● Brontekst
-=-=-=-=-
Redelijk verdienen, twaalf weken vakantie en gegarandeerd een baan op fietsafstand. Het klinkt niet al te slecht. Waarom blijft het lerarentekort dan zo schreeuwend hoog? Volgens directeur Theo Douma van Instituut Archimedes zijn er oplossingen. En gelukkig zijn er nog studenten die dolgraag voor de klas willen.
We namen de proef op de som en vroegen eens rond op het trottoir van de HU: Willen studenten het onderwijs in? ‘Nou liever niet.’ ‘Salarissen te laag’, ‘Ik ben niet goed met kinderen’, ‘Dan word ik gepest door pubers’ of ‘Zou me te veel energie kosten’.
Een dramatisch tekort
We hebben een groot probleem. De docenten raken namelijk op. Basisscholen hebben er bijna tienduizend extra nodig. Het voortgezet onderwijs mist er tweeduizend. Vooral leraren Nederlands, Duits en wiskunde zijn ver te zoeken. De oude lichting gaat met pensioen en er is te weinig vers bloed. Het gevolg? Scholen sturen kinderen naar huis, voegen complete klassen samen of kiezen ervoor op vrijdag gesloten te blijven. Middelbare scholieren volgen soms maandenlang geen Frans of natuurkunde.
Kiezen te weinig mensen voor het vak? Dat valt wel mee, denkt Theo Douma, directeur van het lerareninstituut Archimedes van Hogeschool Utrecht. Hij heeft zichzelf als taak gesteld het lerarentekort in de regio op te lossen. ‘We krijgen per jaar 750 nieuwe bachelorstudenten binnen. Je moet je de vraag stellen of dat zo weinig is.’
Meer wegen leiden naar Rome
Volgens Douma vissen we vaak in de verkeerde vijver. Er is namelijk een categorie studenten die nooit bij de lerarenopleiding binnenkomt. ‘De koninklijke weg is één weg, maar er zijn zoveel andere wegen. Wij zijn gewend aan havisten als onze mainstream. Maar de kinderen van het ROC zijn bijvoorbeeld ook heel goed als leraar inzetbaar.’ Voor hen heeft de directeur een speciale weg geplaveid binnen het instituut.
-=-=-=-=-
● Gegevensoverzicht
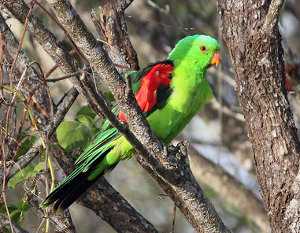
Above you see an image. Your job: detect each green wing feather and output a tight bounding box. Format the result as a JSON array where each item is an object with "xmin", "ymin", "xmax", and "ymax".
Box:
[{"xmin": 41, "ymin": 61, "xmax": 171, "ymax": 209}]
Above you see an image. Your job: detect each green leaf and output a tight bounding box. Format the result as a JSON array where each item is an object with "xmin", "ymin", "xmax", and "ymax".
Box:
[
  {"xmin": 75, "ymin": 105, "xmax": 97, "ymax": 119},
  {"xmin": 56, "ymin": 121, "xmax": 93, "ymax": 152},
  {"xmin": 16, "ymin": 135, "xmax": 36, "ymax": 158},
  {"xmin": 10, "ymin": 201, "xmax": 30, "ymax": 223},
  {"xmin": 8, "ymin": 162, "xmax": 44, "ymax": 189}
]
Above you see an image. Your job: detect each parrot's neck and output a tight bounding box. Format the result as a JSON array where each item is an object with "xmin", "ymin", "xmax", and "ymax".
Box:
[{"xmin": 148, "ymin": 61, "xmax": 212, "ymax": 143}]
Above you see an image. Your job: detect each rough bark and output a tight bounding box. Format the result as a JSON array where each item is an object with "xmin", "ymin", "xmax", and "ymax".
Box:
[
  {"xmin": 189, "ymin": 146, "xmax": 270, "ymax": 232},
  {"xmin": 218, "ymin": 0, "xmax": 299, "ymax": 232},
  {"xmin": 0, "ymin": 0, "xmax": 161, "ymax": 232},
  {"xmin": 48, "ymin": 0, "xmax": 229, "ymax": 233}
]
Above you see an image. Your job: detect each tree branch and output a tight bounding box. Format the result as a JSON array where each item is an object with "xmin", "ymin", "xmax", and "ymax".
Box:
[
  {"xmin": 48, "ymin": 0, "xmax": 228, "ymax": 232},
  {"xmin": 0, "ymin": 0, "xmax": 161, "ymax": 233},
  {"xmin": 189, "ymin": 146, "xmax": 270, "ymax": 232},
  {"xmin": 0, "ymin": 214, "xmax": 28, "ymax": 233},
  {"xmin": 218, "ymin": 0, "xmax": 299, "ymax": 232}
]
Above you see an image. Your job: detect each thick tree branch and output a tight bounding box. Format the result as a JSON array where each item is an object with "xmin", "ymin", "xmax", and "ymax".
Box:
[
  {"xmin": 189, "ymin": 146, "xmax": 270, "ymax": 232},
  {"xmin": 0, "ymin": 214, "xmax": 28, "ymax": 233},
  {"xmin": 0, "ymin": 12, "xmax": 51, "ymax": 123},
  {"xmin": 0, "ymin": 0, "xmax": 162, "ymax": 232},
  {"xmin": 218, "ymin": 0, "xmax": 299, "ymax": 232},
  {"xmin": 44, "ymin": 0, "xmax": 228, "ymax": 232},
  {"xmin": 44, "ymin": 0, "xmax": 228, "ymax": 232},
  {"xmin": 0, "ymin": 0, "xmax": 162, "ymax": 232}
]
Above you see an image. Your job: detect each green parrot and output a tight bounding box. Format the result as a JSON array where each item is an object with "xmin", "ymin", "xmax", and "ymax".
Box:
[{"xmin": 42, "ymin": 35, "xmax": 220, "ymax": 210}]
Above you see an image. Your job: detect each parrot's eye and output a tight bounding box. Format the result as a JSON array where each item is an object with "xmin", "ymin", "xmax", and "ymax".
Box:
[{"xmin": 200, "ymin": 46, "xmax": 206, "ymax": 52}]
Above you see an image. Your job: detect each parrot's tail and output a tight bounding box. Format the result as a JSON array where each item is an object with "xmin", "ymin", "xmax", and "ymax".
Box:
[
  {"xmin": 41, "ymin": 128, "xmax": 119, "ymax": 211},
  {"xmin": 41, "ymin": 150, "xmax": 110, "ymax": 211}
]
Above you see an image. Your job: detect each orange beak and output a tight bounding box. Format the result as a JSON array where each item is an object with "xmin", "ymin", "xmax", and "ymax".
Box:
[{"xmin": 210, "ymin": 52, "xmax": 221, "ymax": 66}]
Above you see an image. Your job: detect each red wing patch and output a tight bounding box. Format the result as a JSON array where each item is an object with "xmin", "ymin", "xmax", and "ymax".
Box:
[{"xmin": 119, "ymin": 64, "xmax": 173, "ymax": 122}]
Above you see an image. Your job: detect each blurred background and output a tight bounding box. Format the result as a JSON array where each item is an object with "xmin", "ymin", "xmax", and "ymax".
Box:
[{"xmin": 2, "ymin": 0, "xmax": 300, "ymax": 233}]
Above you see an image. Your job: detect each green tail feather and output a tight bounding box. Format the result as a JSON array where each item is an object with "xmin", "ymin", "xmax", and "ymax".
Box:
[{"xmin": 41, "ymin": 128, "xmax": 119, "ymax": 210}]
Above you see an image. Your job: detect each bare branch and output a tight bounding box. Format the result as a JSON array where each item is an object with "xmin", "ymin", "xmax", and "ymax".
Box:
[
  {"xmin": 0, "ymin": 0, "xmax": 162, "ymax": 232},
  {"xmin": 218, "ymin": 0, "xmax": 299, "ymax": 232},
  {"xmin": 262, "ymin": 0, "xmax": 284, "ymax": 33},
  {"xmin": 189, "ymin": 146, "xmax": 270, "ymax": 232},
  {"xmin": 0, "ymin": 214, "xmax": 28, "ymax": 233},
  {"xmin": 45, "ymin": 0, "xmax": 229, "ymax": 232}
]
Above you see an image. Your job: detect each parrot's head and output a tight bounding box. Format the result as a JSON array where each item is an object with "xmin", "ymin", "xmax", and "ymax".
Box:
[{"xmin": 169, "ymin": 35, "xmax": 220, "ymax": 71}]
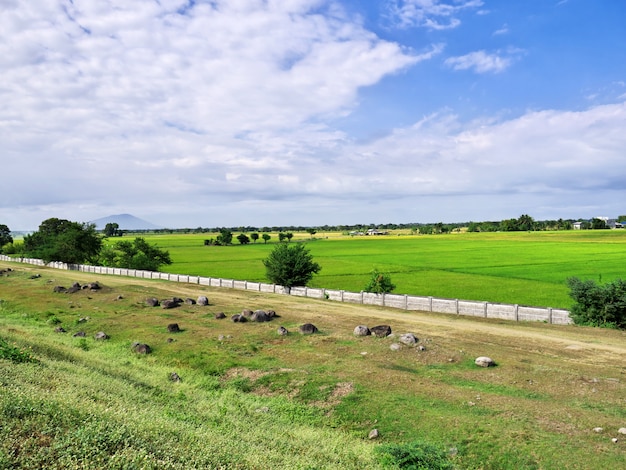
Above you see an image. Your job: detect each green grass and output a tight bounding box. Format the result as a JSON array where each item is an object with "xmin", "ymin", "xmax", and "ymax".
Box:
[
  {"xmin": 118, "ymin": 230, "xmax": 626, "ymax": 309},
  {"xmin": 0, "ymin": 265, "xmax": 626, "ymax": 469}
]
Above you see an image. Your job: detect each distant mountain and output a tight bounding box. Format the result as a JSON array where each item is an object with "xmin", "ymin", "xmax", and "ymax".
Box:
[{"xmin": 90, "ymin": 214, "xmax": 163, "ymax": 230}]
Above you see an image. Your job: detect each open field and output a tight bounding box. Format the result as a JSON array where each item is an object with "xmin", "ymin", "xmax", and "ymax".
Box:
[
  {"xmin": 0, "ymin": 262, "xmax": 626, "ymax": 469},
  {"xmin": 119, "ymin": 230, "xmax": 626, "ymax": 309}
]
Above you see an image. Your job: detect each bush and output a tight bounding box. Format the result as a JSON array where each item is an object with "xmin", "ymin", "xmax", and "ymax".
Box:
[
  {"xmin": 567, "ymin": 277, "xmax": 626, "ymax": 329},
  {"xmin": 263, "ymin": 243, "xmax": 322, "ymax": 287},
  {"xmin": 376, "ymin": 442, "xmax": 454, "ymax": 470}
]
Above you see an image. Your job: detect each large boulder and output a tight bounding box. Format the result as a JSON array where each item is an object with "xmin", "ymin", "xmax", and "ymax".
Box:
[
  {"xmin": 299, "ymin": 323, "xmax": 319, "ymax": 335},
  {"xmin": 370, "ymin": 325, "xmax": 391, "ymax": 338},
  {"xmin": 354, "ymin": 325, "xmax": 372, "ymax": 336}
]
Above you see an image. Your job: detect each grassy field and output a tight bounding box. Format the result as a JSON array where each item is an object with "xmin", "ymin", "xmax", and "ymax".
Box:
[
  {"xmin": 123, "ymin": 230, "xmax": 626, "ymax": 309},
  {"xmin": 0, "ymin": 262, "xmax": 626, "ymax": 470}
]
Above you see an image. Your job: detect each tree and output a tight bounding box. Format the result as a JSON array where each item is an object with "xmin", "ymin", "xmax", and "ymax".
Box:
[
  {"xmin": 24, "ymin": 218, "xmax": 102, "ymax": 264},
  {"xmin": 263, "ymin": 243, "xmax": 322, "ymax": 287},
  {"xmin": 100, "ymin": 237, "xmax": 172, "ymax": 271},
  {"xmin": 567, "ymin": 277, "xmax": 626, "ymax": 329},
  {"xmin": 237, "ymin": 233, "xmax": 250, "ymax": 245},
  {"xmin": 103, "ymin": 222, "xmax": 121, "ymax": 237},
  {"xmin": 363, "ymin": 269, "xmax": 396, "ymax": 294},
  {"xmin": 0, "ymin": 224, "xmax": 13, "ymax": 250},
  {"xmin": 216, "ymin": 228, "xmax": 233, "ymax": 245}
]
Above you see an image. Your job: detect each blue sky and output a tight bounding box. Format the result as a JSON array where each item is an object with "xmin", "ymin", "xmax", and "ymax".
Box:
[{"xmin": 0, "ymin": 0, "xmax": 626, "ymax": 230}]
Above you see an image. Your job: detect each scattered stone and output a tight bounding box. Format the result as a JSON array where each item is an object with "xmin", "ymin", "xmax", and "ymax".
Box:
[
  {"xmin": 354, "ymin": 325, "xmax": 372, "ymax": 336},
  {"xmin": 299, "ymin": 323, "xmax": 319, "ymax": 335},
  {"xmin": 398, "ymin": 333, "xmax": 419, "ymax": 346},
  {"xmin": 250, "ymin": 310, "xmax": 271, "ymax": 323},
  {"xmin": 132, "ymin": 343, "xmax": 152, "ymax": 354},
  {"xmin": 370, "ymin": 325, "xmax": 391, "ymax": 338},
  {"xmin": 474, "ymin": 356, "xmax": 496, "ymax": 367}
]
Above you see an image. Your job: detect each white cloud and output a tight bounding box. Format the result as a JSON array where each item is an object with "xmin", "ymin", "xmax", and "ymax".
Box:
[{"xmin": 388, "ymin": 0, "xmax": 483, "ymax": 30}]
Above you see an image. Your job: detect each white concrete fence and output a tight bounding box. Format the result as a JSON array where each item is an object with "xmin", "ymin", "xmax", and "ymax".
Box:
[{"xmin": 0, "ymin": 255, "xmax": 573, "ymax": 325}]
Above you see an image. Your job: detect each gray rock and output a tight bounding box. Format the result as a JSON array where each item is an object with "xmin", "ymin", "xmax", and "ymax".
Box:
[
  {"xmin": 398, "ymin": 333, "xmax": 419, "ymax": 346},
  {"xmin": 370, "ymin": 325, "xmax": 391, "ymax": 338},
  {"xmin": 354, "ymin": 325, "xmax": 372, "ymax": 336},
  {"xmin": 474, "ymin": 356, "xmax": 496, "ymax": 367}
]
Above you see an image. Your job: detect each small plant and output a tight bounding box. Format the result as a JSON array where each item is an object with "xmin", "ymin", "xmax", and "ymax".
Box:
[
  {"xmin": 376, "ymin": 442, "xmax": 454, "ymax": 470},
  {"xmin": 363, "ymin": 269, "xmax": 396, "ymax": 294}
]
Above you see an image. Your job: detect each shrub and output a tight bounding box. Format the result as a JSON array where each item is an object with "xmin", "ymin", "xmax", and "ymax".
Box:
[
  {"xmin": 376, "ymin": 442, "xmax": 454, "ymax": 470},
  {"xmin": 567, "ymin": 277, "xmax": 626, "ymax": 329}
]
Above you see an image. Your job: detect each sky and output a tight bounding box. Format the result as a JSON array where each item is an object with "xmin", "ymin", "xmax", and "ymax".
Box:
[{"xmin": 0, "ymin": 0, "xmax": 626, "ymax": 231}]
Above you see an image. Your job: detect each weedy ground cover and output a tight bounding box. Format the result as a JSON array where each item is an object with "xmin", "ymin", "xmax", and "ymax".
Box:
[
  {"xmin": 0, "ymin": 264, "xmax": 626, "ymax": 469},
  {"xmin": 124, "ymin": 230, "xmax": 626, "ymax": 309}
]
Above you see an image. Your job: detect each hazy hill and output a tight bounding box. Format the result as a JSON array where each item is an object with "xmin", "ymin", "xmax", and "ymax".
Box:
[{"xmin": 91, "ymin": 214, "xmax": 162, "ymax": 230}]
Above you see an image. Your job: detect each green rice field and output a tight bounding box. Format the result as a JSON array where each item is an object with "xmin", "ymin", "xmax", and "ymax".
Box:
[{"xmin": 123, "ymin": 230, "xmax": 626, "ymax": 309}]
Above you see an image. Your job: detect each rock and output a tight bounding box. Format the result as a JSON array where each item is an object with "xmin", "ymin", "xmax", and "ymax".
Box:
[
  {"xmin": 299, "ymin": 323, "xmax": 319, "ymax": 335},
  {"xmin": 354, "ymin": 325, "xmax": 372, "ymax": 336},
  {"xmin": 161, "ymin": 298, "xmax": 179, "ymax": 309},
  {"xmin": 370, "ymin": 325, "xmax": 391, "ymax": 338},
  {"xmin": 250, "ymin": 310, "xmax": 271, "ymax": 322},
  {"xmin": 132, "ymin": 343, "xmax": 152, "ymax": 354},
  {"xmin": 398, "ymin": 333, "xmax": 419, "ymax": 346},
  {"xmin": 474, "ymin": 356, "xmax": 496, "ymax": 367}
]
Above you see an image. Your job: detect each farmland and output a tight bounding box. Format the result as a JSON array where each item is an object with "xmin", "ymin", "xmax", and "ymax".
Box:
[
  {"xmin": 0, "ymin": 260, "xmax": 626, "ymax": 469},
  {"xmin": 122, "ymin": 230, "xmax": 626, "ymax": 309}
]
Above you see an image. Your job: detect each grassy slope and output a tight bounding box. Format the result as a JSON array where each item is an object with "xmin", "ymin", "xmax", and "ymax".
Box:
[
  {"xmin": 125, "ymin": 230, "xmax": 626, "ymax": 309},
  {"xmin": 0, "ymin": 265, "xmax": 626, "ymax": 469}
]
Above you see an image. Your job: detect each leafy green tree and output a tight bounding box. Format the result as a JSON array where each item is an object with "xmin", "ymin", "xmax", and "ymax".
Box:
[
  {"xmin": 0, "ymin": 224, "xmax": 13, "ymax": 249},
  {"xmin": 363, "ymin": 269, "xmax": 396, "ymax": 294},
  {"xmin": 100, "ymin": 237, "xmax": 172, "ymax": 271},
  {"xmin": 237, "ymin": 233, "xmax": 250, "ymax": 245},
  {"xmin": 263, "ymin": 243, "xmax": 322, "ymax": 287},
  {"xmin": 216, "ymin": 228, "xmax": 233, "ymax": 245},
  {"xmin": 24, "ymin": 218, "xmax": 102, "ymax": 264},
  {"xmin": 567, "ymin": 277, "xmax": 626, "ymax": 329}
]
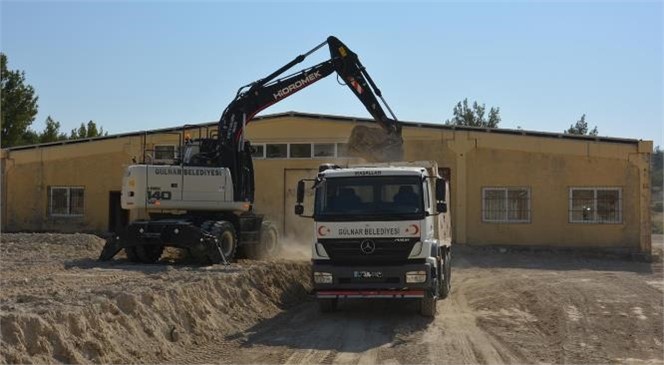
-=-=-=-=-
● Opdrachten
a) Geef uit de tekst over het lerarentekort alles van "We namen de" tot en met "veel energie kosten’." opnieuw weer en vervang daarbij "trottoir" door "plein".
b) Vat de tekst over het lerarentekort samen in twee zinnen.

● Antwoorden
a)
We namen de proef op de som en vroegen eens rond op het plein van de HU: Willen studenten het onderwijs in? ‘Nou liever niet.’ ‘Salarissen te laag’, ‘Ik ben niet goed met kinderen’, ‘Dan word ik gepest door pubers’ of ‘Zou me te veel energie kosten’.

b) Er is een groot lerarentekort: basisscholen hebben bijna tienduizend extra docenten nodig en het voortgezet onderwijs mist er tweeduizend, waardoor scholen kinderen naar huis sturen of klassen samenvoegen. Theo Douma, directeur van lerareninstituut Archimedes van Hogeschool Utrecht, ziet echter oplossingen, onder meer door naast havisten ook studenten van het ROC tot leraar op te leiden.